Data supplied:
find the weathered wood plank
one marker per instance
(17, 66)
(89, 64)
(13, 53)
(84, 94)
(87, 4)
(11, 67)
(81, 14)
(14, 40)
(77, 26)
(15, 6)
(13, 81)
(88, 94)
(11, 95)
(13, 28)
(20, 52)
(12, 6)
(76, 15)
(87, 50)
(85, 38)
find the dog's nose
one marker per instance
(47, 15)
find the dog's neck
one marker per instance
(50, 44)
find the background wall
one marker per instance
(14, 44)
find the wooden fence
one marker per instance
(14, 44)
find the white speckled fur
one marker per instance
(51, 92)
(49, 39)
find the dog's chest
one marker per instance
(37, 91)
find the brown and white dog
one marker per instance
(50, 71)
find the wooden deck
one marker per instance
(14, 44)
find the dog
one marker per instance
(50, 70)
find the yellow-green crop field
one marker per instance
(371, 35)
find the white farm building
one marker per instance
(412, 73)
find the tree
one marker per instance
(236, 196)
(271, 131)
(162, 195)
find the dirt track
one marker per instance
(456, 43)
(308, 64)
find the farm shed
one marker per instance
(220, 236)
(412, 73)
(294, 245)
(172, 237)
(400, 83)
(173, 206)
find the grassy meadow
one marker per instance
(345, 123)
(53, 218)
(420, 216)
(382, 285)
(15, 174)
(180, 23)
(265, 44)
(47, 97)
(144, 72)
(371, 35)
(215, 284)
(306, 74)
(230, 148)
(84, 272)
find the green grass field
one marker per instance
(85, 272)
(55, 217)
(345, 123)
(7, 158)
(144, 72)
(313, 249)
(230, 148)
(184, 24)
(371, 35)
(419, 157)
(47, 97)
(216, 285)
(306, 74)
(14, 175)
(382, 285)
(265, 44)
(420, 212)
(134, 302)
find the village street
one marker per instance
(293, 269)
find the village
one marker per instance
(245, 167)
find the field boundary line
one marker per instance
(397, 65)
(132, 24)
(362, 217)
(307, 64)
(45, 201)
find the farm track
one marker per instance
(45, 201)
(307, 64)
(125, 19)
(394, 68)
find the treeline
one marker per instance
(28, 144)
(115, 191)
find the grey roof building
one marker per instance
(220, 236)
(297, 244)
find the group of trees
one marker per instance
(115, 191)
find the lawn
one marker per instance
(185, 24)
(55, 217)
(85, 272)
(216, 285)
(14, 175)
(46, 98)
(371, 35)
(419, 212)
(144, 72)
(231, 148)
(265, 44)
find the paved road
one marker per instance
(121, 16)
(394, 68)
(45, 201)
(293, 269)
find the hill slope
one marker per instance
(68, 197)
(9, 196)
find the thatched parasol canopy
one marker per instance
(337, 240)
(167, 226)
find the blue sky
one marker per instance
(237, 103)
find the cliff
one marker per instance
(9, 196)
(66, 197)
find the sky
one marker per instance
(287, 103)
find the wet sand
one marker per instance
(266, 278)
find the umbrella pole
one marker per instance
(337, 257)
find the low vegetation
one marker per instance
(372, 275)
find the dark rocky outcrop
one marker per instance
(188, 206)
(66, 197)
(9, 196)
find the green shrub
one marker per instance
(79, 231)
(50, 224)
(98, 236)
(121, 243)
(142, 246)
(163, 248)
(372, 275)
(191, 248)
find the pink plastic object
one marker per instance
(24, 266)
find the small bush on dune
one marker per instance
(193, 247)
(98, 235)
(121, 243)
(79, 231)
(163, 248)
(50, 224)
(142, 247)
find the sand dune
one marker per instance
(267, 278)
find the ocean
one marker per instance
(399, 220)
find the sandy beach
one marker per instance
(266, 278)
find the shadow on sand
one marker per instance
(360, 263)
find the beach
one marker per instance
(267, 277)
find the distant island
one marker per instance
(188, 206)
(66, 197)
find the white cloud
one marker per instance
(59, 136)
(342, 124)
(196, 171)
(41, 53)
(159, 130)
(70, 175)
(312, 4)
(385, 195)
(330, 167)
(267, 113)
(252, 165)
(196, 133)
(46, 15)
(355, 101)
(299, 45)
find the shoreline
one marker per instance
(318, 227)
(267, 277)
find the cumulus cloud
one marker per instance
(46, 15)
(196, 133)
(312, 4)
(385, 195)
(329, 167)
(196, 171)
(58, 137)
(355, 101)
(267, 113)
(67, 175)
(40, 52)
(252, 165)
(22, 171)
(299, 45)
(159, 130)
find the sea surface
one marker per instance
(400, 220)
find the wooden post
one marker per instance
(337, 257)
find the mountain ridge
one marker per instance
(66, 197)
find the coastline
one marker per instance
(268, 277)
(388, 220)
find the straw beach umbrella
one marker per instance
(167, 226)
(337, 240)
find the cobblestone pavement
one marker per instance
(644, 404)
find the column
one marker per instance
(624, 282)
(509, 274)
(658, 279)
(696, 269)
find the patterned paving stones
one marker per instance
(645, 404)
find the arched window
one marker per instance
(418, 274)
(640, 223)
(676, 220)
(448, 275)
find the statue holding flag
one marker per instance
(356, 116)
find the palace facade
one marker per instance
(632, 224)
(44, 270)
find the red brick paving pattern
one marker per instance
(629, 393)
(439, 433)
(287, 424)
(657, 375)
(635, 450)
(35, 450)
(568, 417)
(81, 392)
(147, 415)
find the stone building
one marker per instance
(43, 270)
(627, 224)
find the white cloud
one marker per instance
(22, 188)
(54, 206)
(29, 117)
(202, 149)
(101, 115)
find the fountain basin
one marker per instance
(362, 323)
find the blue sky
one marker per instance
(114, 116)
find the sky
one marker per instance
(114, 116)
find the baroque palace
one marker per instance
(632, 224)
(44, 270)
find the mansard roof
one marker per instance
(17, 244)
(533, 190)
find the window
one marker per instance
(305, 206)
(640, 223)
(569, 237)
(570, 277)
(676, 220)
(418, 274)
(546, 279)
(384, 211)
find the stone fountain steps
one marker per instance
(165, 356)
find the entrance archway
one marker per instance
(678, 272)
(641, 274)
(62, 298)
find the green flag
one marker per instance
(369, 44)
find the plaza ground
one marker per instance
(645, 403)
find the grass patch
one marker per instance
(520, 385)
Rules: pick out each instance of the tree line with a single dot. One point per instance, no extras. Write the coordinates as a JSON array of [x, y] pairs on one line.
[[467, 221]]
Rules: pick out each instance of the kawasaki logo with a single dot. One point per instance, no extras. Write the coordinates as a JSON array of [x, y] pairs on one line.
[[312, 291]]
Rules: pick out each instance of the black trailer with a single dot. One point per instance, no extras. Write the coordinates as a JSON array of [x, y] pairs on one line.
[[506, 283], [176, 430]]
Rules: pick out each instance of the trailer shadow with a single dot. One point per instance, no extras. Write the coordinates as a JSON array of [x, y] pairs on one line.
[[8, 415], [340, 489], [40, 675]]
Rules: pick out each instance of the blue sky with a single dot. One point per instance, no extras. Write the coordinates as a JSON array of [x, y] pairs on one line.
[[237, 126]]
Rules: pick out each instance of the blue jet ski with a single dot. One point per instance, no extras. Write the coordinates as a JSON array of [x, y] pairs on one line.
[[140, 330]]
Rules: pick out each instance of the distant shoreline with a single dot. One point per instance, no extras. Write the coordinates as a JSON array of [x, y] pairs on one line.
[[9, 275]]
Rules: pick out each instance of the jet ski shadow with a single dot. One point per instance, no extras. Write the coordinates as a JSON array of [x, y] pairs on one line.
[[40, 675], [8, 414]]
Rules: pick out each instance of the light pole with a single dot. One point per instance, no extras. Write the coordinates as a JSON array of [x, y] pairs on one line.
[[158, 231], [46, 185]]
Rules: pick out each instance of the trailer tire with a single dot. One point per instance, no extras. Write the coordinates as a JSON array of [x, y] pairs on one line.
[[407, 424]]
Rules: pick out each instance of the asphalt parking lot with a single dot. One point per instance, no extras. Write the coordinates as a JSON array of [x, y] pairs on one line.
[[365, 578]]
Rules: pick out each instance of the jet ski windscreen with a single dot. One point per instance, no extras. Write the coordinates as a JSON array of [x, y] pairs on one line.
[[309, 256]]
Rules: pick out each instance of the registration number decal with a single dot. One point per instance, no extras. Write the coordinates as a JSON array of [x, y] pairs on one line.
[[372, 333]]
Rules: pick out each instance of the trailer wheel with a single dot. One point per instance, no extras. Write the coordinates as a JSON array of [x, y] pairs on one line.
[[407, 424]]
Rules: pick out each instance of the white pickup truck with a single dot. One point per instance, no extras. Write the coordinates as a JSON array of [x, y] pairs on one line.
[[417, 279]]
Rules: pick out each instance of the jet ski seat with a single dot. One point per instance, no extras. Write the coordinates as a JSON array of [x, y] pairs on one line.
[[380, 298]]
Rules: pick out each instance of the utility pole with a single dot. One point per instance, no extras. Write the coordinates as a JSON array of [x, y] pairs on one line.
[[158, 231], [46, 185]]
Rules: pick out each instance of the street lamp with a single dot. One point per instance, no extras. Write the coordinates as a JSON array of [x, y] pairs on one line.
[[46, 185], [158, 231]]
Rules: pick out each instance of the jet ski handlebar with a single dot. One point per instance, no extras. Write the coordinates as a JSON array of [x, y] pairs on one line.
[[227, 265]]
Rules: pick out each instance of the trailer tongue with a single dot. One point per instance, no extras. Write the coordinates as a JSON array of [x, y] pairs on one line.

Work to complete: Revise the lines from the one holding "Rules: pick out each instance of the street" through the one holding "[[227, 265]]", inclusive, swapping "single dot" for "single marker" and keeping everything else the same.

Exercise response:
Rules: pick out each instance of the street lamp with a single marker. One point per instance, no extras. Write the coordinates as a JSON array of [x, y] pairs on one line.
[[46, 185], [158, 231]]
Rules: pick out each instance of the jet ski handlebar with a single marker. One point per instance, no extras. Write the coordinates as a JSON array of [x, y] pairs on one line.
[[227, 265]]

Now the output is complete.